Selected extract
________
Justine Umali

Why Listen to Music in Different Languages?

Justine Umali
Justine Umali

The singer’s skeletal frame whirled across the stage faster as the beat accelerated. I jumped higher, suspended in mid-air at each new word flooding into the arena, into my brain, marking itself forever. Those around me cried back at the performer, words of love and acclaim, and I lost myself in the overwhelming euphoria of the concert. The man on stage sang of love, politics, identity, gender, and loss, and the crowd sang every word back, their beaming faces turning violet, then blue, then orange, with each change of the lights, all in French.

It was a historical night in the music world. Stromae, the Belgian artist described to those not in the know as the Beyoncé of the francophone world, became the first non-English speaking performer to sell out the illustrious Madison Square Garden. To monolinguals, or those who simply do not care, this seems paltry. For those of us who obsess over the international music scene, it was a victory.
________
Stored data
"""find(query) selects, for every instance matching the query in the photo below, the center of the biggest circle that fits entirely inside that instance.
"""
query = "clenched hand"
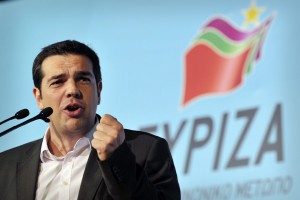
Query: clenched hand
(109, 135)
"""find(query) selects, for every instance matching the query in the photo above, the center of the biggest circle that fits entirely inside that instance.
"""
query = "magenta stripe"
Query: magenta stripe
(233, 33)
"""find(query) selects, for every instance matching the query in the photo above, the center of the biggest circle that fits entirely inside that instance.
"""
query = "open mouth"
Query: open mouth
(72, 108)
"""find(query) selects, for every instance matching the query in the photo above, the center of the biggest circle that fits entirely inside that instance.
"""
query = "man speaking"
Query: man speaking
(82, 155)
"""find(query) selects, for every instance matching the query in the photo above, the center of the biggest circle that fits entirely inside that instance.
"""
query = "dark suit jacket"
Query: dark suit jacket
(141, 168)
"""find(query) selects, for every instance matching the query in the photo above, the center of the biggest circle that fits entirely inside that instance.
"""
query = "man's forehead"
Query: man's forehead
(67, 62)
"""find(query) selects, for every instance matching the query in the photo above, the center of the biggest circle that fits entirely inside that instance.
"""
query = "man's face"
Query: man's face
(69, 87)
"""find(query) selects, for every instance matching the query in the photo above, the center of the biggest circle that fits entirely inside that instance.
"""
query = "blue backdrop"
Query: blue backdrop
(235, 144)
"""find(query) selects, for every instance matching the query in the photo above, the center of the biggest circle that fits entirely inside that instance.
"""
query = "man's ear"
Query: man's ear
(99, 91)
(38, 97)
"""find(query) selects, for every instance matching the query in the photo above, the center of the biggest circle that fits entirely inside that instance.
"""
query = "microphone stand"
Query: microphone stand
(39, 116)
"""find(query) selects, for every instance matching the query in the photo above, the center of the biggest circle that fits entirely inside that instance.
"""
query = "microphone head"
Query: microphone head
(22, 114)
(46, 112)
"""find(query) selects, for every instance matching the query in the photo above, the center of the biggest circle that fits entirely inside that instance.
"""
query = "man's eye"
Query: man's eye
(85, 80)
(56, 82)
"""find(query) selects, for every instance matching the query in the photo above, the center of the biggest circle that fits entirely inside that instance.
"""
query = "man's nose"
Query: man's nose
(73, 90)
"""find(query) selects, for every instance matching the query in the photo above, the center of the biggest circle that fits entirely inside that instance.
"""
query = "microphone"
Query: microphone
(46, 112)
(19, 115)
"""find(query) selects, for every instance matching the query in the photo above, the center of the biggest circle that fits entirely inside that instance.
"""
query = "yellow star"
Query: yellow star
________
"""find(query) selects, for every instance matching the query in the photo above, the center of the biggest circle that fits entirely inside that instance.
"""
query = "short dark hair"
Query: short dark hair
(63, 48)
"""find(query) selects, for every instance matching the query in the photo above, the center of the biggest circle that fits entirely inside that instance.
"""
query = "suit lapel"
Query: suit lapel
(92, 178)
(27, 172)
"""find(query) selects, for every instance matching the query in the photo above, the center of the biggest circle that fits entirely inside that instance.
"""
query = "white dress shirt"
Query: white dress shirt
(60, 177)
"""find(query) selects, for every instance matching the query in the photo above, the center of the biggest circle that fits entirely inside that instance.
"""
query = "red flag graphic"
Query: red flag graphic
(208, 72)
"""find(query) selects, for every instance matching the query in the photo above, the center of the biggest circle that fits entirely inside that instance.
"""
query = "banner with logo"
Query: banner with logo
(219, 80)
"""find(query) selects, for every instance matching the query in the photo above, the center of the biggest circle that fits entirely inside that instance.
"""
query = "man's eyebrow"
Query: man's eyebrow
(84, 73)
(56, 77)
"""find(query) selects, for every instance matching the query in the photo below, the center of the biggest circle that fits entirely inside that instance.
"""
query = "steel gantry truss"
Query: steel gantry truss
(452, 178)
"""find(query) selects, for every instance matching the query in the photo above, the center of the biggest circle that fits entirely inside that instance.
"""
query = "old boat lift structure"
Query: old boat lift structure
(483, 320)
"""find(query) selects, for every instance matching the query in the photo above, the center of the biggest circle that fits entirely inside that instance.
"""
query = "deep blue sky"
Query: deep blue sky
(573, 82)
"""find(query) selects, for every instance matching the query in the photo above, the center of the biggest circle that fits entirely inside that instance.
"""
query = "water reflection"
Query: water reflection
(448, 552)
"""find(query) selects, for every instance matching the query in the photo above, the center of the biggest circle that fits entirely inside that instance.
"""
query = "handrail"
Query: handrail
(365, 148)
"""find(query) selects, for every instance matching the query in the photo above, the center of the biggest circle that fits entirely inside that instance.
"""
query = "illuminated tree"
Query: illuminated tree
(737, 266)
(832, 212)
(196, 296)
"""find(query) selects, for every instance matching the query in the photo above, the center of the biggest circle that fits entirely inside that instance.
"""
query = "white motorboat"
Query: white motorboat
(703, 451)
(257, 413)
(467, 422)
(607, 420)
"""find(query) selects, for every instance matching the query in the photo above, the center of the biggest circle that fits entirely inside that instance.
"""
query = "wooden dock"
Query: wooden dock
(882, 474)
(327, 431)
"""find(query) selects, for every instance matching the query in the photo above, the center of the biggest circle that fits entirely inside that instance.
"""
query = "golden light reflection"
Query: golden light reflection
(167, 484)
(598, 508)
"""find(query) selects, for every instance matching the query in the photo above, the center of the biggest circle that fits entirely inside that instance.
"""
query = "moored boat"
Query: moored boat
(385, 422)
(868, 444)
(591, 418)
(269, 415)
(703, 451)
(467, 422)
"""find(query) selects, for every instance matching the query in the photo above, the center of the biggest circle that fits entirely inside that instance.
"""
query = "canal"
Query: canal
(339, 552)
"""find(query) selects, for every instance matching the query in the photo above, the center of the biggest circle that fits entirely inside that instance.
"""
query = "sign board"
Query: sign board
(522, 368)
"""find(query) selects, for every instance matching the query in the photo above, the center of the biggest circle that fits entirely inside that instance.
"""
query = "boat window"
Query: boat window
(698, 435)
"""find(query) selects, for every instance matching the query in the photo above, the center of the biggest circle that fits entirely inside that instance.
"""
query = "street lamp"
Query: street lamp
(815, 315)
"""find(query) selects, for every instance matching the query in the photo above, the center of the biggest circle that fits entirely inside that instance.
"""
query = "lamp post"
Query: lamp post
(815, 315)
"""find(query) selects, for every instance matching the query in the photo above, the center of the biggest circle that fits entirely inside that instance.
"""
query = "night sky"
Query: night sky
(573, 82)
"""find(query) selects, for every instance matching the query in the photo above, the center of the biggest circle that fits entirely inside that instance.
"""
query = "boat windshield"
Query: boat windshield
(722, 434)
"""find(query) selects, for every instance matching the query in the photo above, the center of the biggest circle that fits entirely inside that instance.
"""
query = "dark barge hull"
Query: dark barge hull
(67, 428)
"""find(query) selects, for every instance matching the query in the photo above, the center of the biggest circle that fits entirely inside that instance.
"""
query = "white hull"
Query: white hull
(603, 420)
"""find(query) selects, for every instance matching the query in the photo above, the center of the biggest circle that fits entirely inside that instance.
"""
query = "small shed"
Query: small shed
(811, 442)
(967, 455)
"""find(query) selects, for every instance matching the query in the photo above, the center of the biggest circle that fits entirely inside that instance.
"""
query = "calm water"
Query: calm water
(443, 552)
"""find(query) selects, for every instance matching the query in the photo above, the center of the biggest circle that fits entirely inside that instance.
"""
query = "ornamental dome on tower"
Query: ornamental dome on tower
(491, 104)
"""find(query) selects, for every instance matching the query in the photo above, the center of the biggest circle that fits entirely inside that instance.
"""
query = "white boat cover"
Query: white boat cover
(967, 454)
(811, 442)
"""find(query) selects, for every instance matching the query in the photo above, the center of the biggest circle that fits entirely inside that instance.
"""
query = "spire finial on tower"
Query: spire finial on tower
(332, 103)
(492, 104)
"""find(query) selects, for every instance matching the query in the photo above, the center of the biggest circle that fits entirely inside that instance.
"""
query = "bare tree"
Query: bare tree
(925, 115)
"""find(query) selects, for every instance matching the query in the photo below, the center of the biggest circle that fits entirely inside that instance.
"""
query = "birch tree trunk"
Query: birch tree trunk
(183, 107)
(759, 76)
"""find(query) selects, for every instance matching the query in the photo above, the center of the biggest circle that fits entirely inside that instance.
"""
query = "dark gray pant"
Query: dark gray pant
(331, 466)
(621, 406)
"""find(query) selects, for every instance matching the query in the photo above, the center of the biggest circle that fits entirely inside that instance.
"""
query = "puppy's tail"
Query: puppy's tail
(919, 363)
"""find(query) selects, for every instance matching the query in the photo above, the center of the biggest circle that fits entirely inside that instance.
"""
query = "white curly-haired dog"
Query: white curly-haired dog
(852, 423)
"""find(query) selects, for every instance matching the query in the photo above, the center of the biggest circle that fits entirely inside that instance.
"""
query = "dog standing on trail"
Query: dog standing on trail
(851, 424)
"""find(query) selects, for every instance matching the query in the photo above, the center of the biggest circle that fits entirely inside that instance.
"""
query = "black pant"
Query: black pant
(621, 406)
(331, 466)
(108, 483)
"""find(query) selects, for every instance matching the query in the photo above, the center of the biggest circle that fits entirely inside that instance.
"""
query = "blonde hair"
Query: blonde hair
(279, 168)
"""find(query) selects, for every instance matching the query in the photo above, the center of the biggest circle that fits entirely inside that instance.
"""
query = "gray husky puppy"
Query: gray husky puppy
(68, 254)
________
Instructions
1. In the concert essay, list every subject the text says the man on stage sang of.
2. Repeat the concert essay's wording from "It was a historical" to "was a victory.".

Task results
1.
love
politics
identity
gender
loss

2.
It was a historical night in the music world. Stromae, the Belgian artist described to those not in the know as the Beyoncé of the francophone world, became the first non-English speaking performer to sell out the illustrious Madison Square Garden. To monolinguals, or those who simply do not care, this seems paltry. For those of us who obsess over the international music scene, it was a victory.